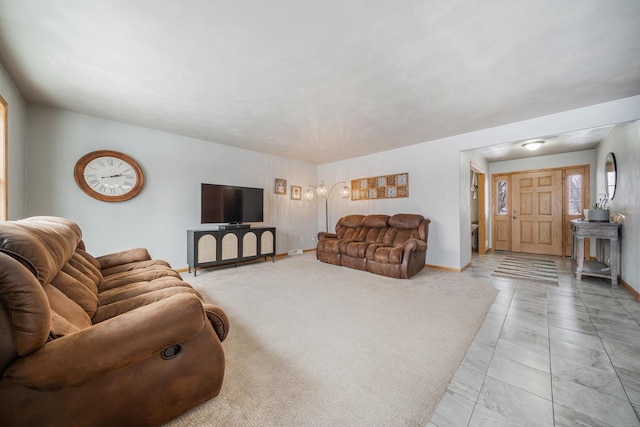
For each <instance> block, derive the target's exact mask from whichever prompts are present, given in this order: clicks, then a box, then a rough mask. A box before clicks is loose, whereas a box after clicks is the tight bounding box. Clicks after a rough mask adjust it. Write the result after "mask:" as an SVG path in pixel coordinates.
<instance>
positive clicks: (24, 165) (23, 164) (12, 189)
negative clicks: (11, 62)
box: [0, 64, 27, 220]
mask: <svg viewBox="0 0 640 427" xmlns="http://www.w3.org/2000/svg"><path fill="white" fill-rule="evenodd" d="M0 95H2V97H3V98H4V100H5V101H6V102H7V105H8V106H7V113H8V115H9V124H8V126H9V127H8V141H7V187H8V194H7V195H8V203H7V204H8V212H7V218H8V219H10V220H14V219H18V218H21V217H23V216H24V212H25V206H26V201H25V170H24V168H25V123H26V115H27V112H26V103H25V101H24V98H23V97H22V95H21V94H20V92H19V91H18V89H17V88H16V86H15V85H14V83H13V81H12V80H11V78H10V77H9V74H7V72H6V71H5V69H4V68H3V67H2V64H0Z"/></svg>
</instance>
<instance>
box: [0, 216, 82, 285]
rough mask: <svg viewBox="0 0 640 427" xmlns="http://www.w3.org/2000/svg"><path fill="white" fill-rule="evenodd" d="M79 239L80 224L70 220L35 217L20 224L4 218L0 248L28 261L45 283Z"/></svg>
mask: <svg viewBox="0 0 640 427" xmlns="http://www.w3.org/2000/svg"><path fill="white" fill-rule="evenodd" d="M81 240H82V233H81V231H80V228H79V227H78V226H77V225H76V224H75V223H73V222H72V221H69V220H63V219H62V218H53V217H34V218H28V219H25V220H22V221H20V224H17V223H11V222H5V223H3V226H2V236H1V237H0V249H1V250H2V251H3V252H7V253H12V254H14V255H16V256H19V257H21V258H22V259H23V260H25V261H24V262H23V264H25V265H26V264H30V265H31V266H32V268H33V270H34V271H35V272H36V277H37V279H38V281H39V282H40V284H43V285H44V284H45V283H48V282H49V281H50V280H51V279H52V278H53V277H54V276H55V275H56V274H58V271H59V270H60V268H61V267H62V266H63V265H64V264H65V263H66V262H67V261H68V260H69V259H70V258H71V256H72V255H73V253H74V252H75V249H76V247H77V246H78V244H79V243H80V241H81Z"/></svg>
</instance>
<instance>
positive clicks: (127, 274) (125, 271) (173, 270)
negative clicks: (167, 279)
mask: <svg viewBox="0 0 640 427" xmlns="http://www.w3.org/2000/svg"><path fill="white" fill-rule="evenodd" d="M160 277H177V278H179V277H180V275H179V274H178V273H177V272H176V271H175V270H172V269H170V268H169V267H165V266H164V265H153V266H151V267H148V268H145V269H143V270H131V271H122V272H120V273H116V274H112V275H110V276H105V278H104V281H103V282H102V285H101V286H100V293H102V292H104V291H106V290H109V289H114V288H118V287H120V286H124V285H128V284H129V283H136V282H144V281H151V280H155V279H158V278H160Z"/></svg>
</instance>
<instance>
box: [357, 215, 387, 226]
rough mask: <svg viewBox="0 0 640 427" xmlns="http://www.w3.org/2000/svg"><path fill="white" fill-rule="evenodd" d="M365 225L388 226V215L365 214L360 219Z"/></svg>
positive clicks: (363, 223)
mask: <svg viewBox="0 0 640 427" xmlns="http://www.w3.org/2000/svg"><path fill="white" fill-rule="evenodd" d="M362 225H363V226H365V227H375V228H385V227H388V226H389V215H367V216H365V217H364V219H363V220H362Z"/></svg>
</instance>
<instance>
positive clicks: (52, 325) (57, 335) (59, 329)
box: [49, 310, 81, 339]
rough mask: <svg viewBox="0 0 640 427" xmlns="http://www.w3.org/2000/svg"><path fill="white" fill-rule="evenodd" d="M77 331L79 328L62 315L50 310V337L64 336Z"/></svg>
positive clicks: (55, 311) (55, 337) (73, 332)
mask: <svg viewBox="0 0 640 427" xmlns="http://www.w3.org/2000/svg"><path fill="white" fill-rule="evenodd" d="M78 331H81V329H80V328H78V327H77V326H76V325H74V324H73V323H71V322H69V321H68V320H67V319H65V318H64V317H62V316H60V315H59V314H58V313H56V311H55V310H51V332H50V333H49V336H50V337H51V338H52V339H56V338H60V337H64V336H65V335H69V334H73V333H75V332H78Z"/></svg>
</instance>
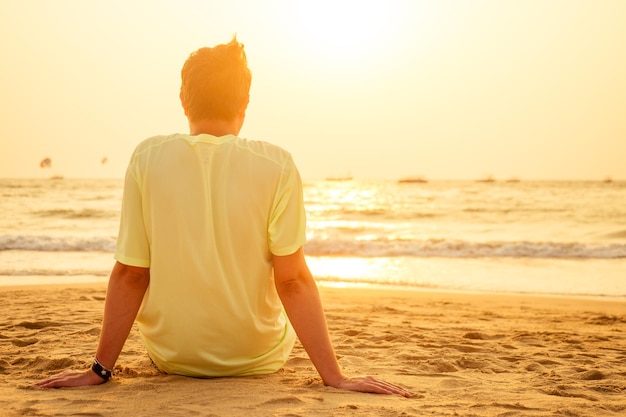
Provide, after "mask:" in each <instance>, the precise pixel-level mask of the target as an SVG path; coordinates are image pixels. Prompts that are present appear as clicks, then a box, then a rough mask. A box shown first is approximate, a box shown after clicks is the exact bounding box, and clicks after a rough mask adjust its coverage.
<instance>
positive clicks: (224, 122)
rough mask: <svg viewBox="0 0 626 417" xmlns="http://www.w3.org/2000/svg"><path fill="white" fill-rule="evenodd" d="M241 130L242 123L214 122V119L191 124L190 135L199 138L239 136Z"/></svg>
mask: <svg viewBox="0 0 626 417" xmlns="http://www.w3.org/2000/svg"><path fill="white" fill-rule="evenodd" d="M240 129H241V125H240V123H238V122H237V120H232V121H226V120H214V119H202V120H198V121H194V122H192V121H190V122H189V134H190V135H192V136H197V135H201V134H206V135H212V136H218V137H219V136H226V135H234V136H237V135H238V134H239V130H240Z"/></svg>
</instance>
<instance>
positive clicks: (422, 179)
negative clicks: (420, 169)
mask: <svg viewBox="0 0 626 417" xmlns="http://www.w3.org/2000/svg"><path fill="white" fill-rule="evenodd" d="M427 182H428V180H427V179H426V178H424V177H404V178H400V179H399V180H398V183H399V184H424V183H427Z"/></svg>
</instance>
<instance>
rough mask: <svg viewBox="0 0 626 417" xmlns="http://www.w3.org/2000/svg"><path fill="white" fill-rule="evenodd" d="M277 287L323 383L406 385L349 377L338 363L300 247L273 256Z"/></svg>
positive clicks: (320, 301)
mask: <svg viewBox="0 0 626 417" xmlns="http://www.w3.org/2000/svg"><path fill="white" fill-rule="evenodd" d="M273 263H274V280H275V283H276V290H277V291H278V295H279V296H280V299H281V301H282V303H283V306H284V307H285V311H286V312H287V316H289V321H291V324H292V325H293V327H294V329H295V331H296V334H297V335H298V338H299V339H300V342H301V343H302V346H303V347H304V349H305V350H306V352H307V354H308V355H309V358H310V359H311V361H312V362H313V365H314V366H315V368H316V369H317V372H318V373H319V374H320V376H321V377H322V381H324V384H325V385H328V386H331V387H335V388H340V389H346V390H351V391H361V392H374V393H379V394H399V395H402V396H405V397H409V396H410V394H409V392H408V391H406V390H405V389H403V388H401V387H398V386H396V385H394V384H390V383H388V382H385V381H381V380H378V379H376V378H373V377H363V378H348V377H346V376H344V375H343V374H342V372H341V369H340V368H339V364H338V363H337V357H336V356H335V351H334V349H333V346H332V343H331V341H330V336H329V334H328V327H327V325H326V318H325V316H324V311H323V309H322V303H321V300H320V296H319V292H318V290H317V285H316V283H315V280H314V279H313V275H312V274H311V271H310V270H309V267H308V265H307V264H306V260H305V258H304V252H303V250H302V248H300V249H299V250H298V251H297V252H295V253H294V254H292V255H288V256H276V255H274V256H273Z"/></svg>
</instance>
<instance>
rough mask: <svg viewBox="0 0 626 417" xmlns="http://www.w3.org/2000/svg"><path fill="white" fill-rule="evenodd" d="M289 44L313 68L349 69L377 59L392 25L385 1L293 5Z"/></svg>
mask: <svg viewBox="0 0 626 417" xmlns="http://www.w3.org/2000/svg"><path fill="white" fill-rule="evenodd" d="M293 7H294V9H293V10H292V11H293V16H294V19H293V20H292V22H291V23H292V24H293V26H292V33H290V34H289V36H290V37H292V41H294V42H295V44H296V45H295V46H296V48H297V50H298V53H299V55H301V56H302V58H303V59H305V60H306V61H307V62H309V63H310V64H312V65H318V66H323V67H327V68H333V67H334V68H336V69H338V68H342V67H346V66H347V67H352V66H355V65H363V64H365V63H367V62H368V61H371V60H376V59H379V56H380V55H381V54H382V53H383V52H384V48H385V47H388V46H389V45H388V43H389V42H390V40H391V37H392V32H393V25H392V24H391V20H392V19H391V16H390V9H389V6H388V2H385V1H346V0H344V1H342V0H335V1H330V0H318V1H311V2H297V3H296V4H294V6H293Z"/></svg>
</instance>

- - - -

Working from the records above, write out verbatim only the lines from the line containing "positive clicks: (363, 223)" through the line containing "331L79 328L62 315L50".

positive clicks: (363, 223)
mask: <svg viewBox="0 0 640 427" xmlns="http://www.w3.org/2000/svg"><path fill="white" fill-rule="evenodd" d="M362 225H363V226H365V227H375V228H385V227H388V226H389V215H367V216H365V217H364V219H363V220H362Z"/></svg>
</instance>
<instance>
positive clicks: (52, 325) (57, 335) (59, 329)
box: [49, 310, 81, 339]
rough mask: <svg viewBox="0 0 640 427" xmlns="http://www.w3.org/2000/svg"><path fill="white" fill-rule="evenodd" d="M77 331L79 328L62 315L50 310V337L64 336Z"/></svg>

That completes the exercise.